-- Start --
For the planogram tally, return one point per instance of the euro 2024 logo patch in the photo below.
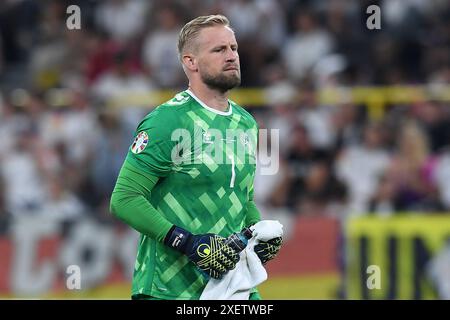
(140, 142)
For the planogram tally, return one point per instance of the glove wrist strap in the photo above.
(177, 238)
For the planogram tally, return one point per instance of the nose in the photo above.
(231, 55)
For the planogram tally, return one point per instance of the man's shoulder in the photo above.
(247, 116)
(170, 110)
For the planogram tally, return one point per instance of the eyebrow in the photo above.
(221, 46)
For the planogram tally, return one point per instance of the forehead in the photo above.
(217, 35)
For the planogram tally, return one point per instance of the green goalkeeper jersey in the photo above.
(206, 161)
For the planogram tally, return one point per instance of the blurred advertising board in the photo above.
(407, 252)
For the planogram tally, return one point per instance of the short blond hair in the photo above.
(191, 29)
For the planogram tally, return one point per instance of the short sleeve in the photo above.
(152, 146)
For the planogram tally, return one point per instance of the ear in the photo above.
(190, 62)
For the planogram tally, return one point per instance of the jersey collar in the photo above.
(223, 113)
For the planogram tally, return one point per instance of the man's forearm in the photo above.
(253, 214)
(129, 203)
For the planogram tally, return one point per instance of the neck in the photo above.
(212, 98)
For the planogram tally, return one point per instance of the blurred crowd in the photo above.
(62, 144)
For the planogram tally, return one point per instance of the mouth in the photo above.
(231, 68)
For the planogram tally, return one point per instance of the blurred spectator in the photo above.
(307, 45)
(126, 88)
(361, 166)
(442, 178)
(302, 157)
(411, 170)
(4, 213)
(122, 20)
(317, 119)
(160, 52)
(61, 204)
(22, 175)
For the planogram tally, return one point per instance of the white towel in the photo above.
(249, 271)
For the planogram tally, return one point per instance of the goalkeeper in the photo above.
(187, 183)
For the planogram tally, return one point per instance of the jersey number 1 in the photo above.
(233, 173)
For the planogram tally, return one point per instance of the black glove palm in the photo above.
(208, 251)
(267, 250)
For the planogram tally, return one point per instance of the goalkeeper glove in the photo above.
(267, 250)
(207, 251)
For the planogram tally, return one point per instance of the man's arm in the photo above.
(129, 203)
(253, 215)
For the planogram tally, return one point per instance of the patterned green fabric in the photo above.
(206, 163)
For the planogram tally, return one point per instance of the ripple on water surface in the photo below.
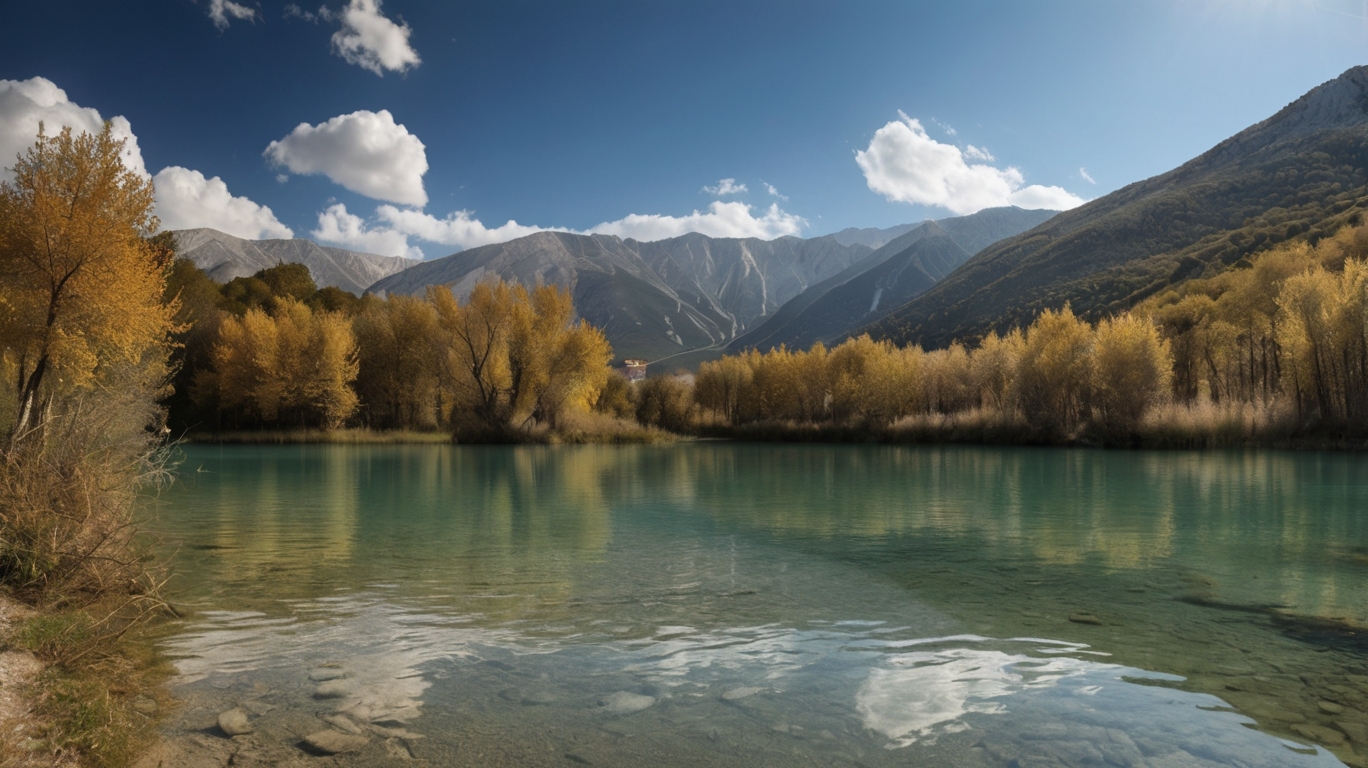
(707, 605)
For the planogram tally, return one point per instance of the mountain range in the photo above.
(889, 277)
(223, 258)
(1298, 174)
(653, 300)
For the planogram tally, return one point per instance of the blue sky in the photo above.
(617, 115)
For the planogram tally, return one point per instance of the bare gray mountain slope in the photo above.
(653, 300)
(223, 258)
(872, 237)
(903, 269)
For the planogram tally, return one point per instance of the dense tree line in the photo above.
(274, 351)
(1286, 329)
(1056, 374)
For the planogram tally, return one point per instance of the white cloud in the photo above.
(978, 154)
(390, 233)
(23, 104)
(725, 186)
(220, 10)
(721, 219)
(372, 41)
(457, 229)
(904, 164)
(339, 227)
(948, 129)
(188, 200)
(365, 152)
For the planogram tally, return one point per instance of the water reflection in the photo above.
(758, 590)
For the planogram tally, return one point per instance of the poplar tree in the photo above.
(80, 284)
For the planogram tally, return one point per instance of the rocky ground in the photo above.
(18, 723)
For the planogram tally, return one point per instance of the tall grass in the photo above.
(70, 546)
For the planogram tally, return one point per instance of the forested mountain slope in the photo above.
(223, 258)
(1296, 174)
(653, 300)
(903, 269)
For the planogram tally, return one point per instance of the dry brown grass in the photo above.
(70, 548)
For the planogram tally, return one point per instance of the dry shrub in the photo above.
(69, 540)
(1218, 425)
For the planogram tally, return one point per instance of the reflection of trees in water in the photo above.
(1287, 518)
(308, 520)
(523, 520)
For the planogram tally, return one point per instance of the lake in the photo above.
(725, 604)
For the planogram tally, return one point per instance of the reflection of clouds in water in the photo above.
(768, 652)
(928, 689)
(376, 645)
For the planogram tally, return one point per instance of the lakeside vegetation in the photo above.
(1268, 352)
(85, 340)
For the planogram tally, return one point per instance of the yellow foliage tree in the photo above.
(293, 366)
(721, 385)
(1132, 370)
(513, 355)
(398, 379)
(1055, 371)
(993, 370)
(80, 284)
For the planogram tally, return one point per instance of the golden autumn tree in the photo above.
(1132, 370)
(993, 370)
(515, 356)
(80, 284)
(721, 385)
(292, 367)
(1055, 371)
-- End --
» Stated exercise
Lay out the lines above as a Markdown table with the columns "Row" and "Line," numbering each row and skipping blank lines. Leave the pictures out.

» Solution to this problem
| Row | Line |
|---|---|
| 1 | For the planogram tally, return one point per instance of the euro 2024 logo patch in the photo below. |
| 2 | (140, 142) |
| 3 | For the planogram tally, return one point per instance of the glove wrist strap in the photo above. |
| 4 | (177, 238) |
| 5 | For the planogram tally, return one point per instance of the nose in the photo above. |
| 6 | (231, 55) |
| 7 | For the planogram tally, return one point per instance of the man's shoulder in the photo above. |
| 8 | (247, 116) |
| 9 | (170, 110) |
| 10 | For the planogram tally, return one point per instance of the eyebrow in the photo above. |
| 11 | (221, 46) |
| 12 | For the planogram tally, return one point per instance of the forehead in the photo above. |
| 13 | (217, 35) |
| 14 | For the planogram tally, return one point per instance of the green goalkeeper jersey in the photo above. |
| 15 | (206, 161) |
| 16 | For the planogram tally, return one point per instance of the blurred advertising board in the photo above. |
| 17 | (407, 252) |
| 18 | For the planogram tally, return one point per instance of the short blond hair in the photo above. |
| 19 | (191, 29) |
| 20 | For the planogram tally, return one point per instance of the short sleeve in the photo above. |
| 21 | (152, 146) |
| 22 | For the planogram tally, return one point per instance of the ear in the photo above. |
| 23 | (190, 62) |
| 24 | For the planogram tally, return one point per instance of the jersey collar in the photo above. |
| 25 | (223, 113) |
| 26 | For the planogram tally, return one point per instance of the man's forearm in the photo above. |
| 27 | (253, 214) |
| 28 | (129, 203) |
| 29 | For the planogram tally, return one point per instance of the neck in the photo above. |
| 30 | (212, 98) |
| 31 | For the planogram tally, return one point per instance of the blurred crowd in the photo above. |
| 32 | (62, 144) |
| 33 | For the planogram tally, return one point per instance of the mouth in the photo above. |
| 34 | (231, 68) |
| 35 | For the planogram tally, return one point per instance of the blurred spectator in the photo above. |
| 36 | (307, 45) |
| 37 | (126, 88) |
| 38 | (361, 166) |
| 39 | (442, 178) |
| 40 | (302, 157) |
| 41 | (411, 170) |
| 42 | (4, 213) |
| 43 | (122, 20) |
| 44 | (317, 119) |
| 45 | (160, 52) |
| 46 | (61, 204) |
| 47 | (22, 175) |
| 48 | For the planogram tally, return one point per instance of the white towel in the photo above. |
| 49 | (249, 271) |
| 50 | For the planogram tally, return one point per instance of the goalkeeper in the photo above. |
| 51 | (187, 183) |
| 52 | For the planogram tally, return one point per instance of the jersey number 1 in the photo above. |
| 53 | (233, 173) |
| 54 | For the planogram tally, return one point per instance of the black glove palm in the photo above. |
| 55 | (208, 251) |
| 56 | (267, 250) |
| 57 | For the planogram tally, return one point per instance of the goalkeeper glove in the photo above. |
| 58 | (267, 250) |
| 59 | (207, 251) |
| 60 | For the planogram tally, return one point per instance of the man's arm in the photo above. |
| 61 | (129, 203) |
| 62 | (253, 215) |
| 63 | For the planogram tally, return one point per instance of the patterned green fabric in the photo above. |
| 64 | (206, 163) |
| 65 | For the planogram tally, return one point per instance of the ripple on water surface in the photo below. |
| 66 | (707, 605) |
| 67 | For the planogram tally, return one point per instance of the mountain range in the photo above. |
| 68 | (889, 277) |
| 69 | (223, 258) |
| 70 | (1298, 174) |
| 71 | (653, 300) |
| 72 | For the planogram tally, return one point per instance of the blue sky in the photo above. |
| 73 | (617, 115) |
| 74 | For the planogram tally, return one point per instance of the bare gray mountain slope in the photo above. |
| 75 | (653, 300) |
| 76 | (223, 258) |
| 77 | (872, 237) |
| 78 | (903, 269) |
| 79 | For the planogram tally, return one point per instance of the dense tree line in the photo above. |
| 80 | (274, 351) |
| 81 | (1286, 329) |
| 82 | (1056, 374) |
| 83 | For the planogram tally, return one point per instance of the white cloud in the photo above. |
| 84 | (978, 154) |
| 85 | (390, 233) |
| 86 | (23, 104) |
| 87 | (725, 186) |
| 88 | (220, 10) |
| 89 | (721, 219) |
| 90 | (372, 41) |
| 91 | (457, 229) |
| 92 | (904, 164) |
| 93 | (339, 227) |
| 94 | (948, 129) |
| 95 | (188, 200) |
| 96 | (365, 152) |
| 97 | For the planogram tally, return one point per instance of the water reflection in the photo above. |
| 98 | (758, 590) |
| 99 | For the planogram tally, return one point per instance of the poplar tree in the photo above. |
| 100 | (80, 284) |
| 101 | For the planogram tally, return one point per instance of the rocky ground in the photo above. |
| 102 | (18, 723) |
| 103 | For the planogram tally, return one point per instance of the tall grass in the photo above. |
| 104 | (70, 546) |
| 105 | For the planogram tally, return one point per instance of the forested mountain slope in the photo above. |
| 106 | (223, 258) |
| 107 | (1296, 174) |
| 108 | (653, 300) |
| 109 | (903, 269) |
| 110 | For the planogram tally, return one point per instance of the dry brown grass in the photo above. |
| 111 | (70, 548) |
| 112 | For the planogram tally, return one point per instance of the dry shrub in the photo above. |
| 113 | (69, 540) |
| 114 | (1218, 425) |
| 115 | For the planogram tally, return one point per instance of the reflection of trees in water in the photo above. |
| 116 | (1287, 518) |
| 117 | (308, 520) |
| 118 | (523, 520) |
| 119 | For the planogram tally, return one point per instance of the lake in the photo above. |
| 120 | (725, 604) |
| 121 | For the planogram tally, return one point per instance of the reflection of clouds in water in the photo above. |
| 122 | (768, 652) |
| 123 | (928, 689) |
| 124 | (376, 645) |
| 125 | For the planogram tally, return one point per instance of the lakeside vegetation in the photo above. |
| 126 | (1268, 352) |
| 127 | (85, 340) |
| 128 | For the planogram tally, return one point per instance of the yellow foliage tree in the photo above. |
| 129 | (293, 366) |
| 130 | (721, 385) |
| 131 | (1132, 370) |
| 132 | (513, 355) |
| 133 | (398, 379) |
| 134 | (1055, 371) |
| 135 | (993, 370) |
| 136 | (80, 284) |
| 137 | For the planogram tally, return one point per instance of the golden autumn tree in the photo above. |
| 138 | (1132, 370) |
| 139 | (993, 370) |
| 140 | (515, 356) |
| 141 | (80, 284) |
| 142 | (721, 385) |
| 143 | (292, 367) |
| 144 | (1055, 371) |